• **What to do**:
Scan the entries below for the word "light" and copy every line in which it occurs.

• **Supplied material**:
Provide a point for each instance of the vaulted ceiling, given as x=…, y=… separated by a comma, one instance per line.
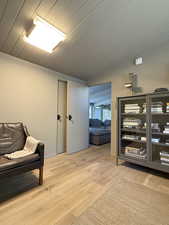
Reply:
x=101, y=34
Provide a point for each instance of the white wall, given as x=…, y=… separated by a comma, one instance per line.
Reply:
x=154, y=73
x=28, y=93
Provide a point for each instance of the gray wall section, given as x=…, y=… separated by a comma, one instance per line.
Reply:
x=28, y=93
x=154, y=73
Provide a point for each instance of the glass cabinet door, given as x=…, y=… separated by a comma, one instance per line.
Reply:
x=159, y=129
x=133, y=128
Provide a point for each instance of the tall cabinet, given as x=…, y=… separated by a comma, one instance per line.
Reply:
x=143, y=130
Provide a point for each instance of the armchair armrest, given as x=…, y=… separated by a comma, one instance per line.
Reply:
x=40, y=151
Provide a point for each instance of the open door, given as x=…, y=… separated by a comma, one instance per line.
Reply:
x=61, y=116
x=77, y=117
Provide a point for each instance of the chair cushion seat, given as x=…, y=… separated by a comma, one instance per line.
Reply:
x=6, y=164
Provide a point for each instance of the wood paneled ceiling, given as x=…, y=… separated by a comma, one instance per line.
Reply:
x=101, y=34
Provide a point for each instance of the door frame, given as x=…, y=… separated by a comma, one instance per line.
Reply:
x=101, y=83
x=57, y=106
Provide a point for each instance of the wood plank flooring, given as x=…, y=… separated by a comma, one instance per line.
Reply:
x=86, y=188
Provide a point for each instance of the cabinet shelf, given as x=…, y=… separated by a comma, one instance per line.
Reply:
x=133, y=114
x=134, y=130
x=152, y=149
x=160, y=144
x=138, y=141
x=160, y=133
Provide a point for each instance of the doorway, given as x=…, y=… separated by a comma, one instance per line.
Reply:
x=100, y=114
x=61, y=117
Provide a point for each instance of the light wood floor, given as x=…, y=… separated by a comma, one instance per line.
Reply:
x=86, y=189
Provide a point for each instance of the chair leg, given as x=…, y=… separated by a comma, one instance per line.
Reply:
x=41, y=176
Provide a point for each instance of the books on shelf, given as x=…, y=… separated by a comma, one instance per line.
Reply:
x=167, y=107
x=143, y=138
x=130, y=137
x=157, y=107
x=144, y=108
x=132, y=108
x=131, y=123
x=155, y=127
x=155, y=140
x=164, y=158
x=135, y=152
x=166, y=129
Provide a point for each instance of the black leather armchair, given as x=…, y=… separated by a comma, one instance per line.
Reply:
x=12, y=138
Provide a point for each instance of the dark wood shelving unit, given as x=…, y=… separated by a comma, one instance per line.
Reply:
x=152, y=149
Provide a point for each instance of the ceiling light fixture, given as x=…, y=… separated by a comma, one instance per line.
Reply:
x=44, y=36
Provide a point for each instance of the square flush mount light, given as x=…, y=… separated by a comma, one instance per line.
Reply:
x=44, y=36
x=138, y=61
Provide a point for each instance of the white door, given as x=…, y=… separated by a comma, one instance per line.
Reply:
x=61, y=116
x=78, y=125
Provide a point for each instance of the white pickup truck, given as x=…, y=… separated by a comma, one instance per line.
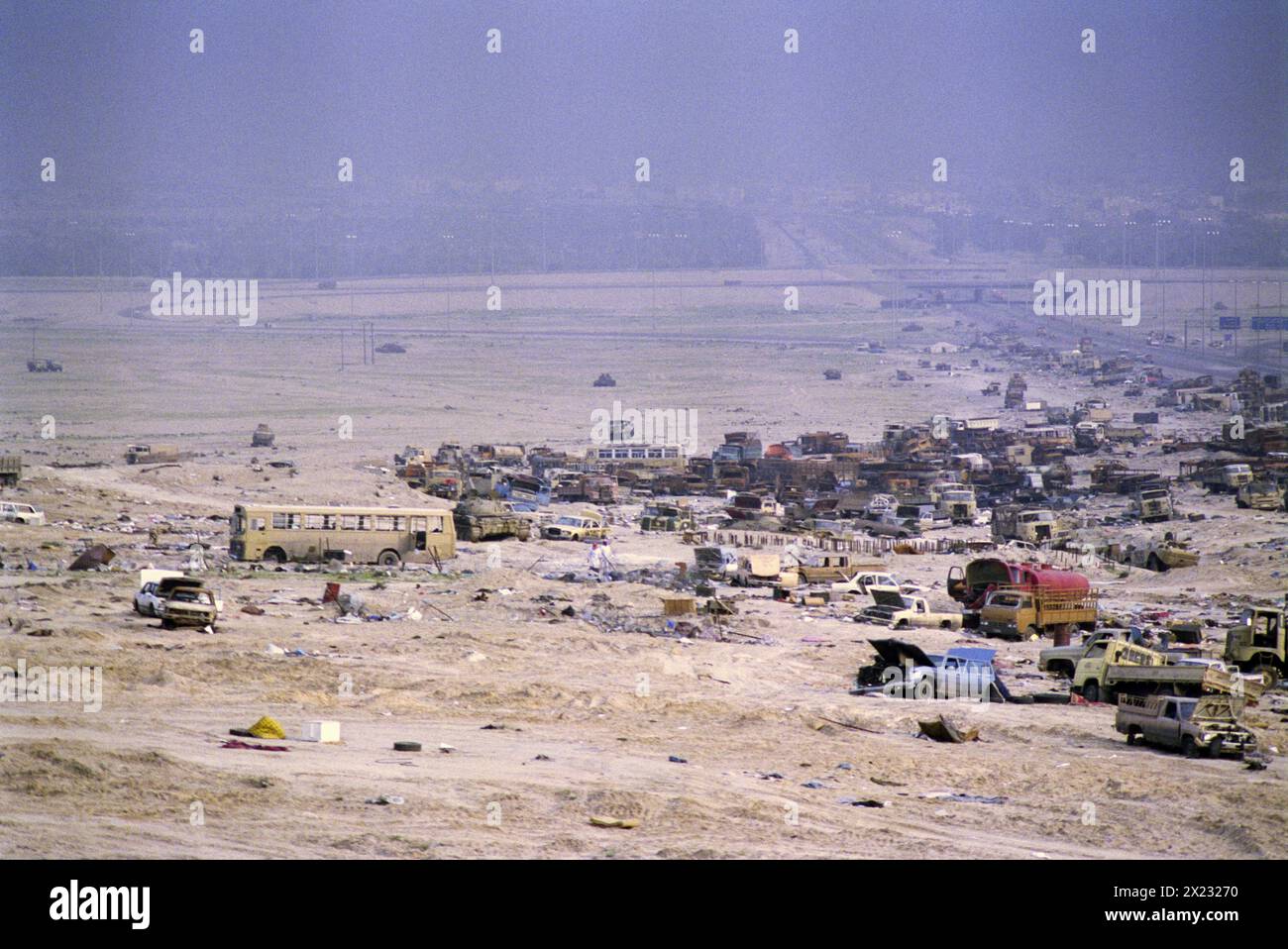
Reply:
x=900, y=612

• **Task response**:
Provide a point for each instance of the light wood floor, given as x=…, y=… separated by a comma, one instance per line.
Provide a point for each instance of the ceiling light fixture, given as x=…, y=… separated by a comma, one instance per line.
Provide a point for each instance of the square flush mount light, given as x=…, y=… separated by a comma, one instance per line.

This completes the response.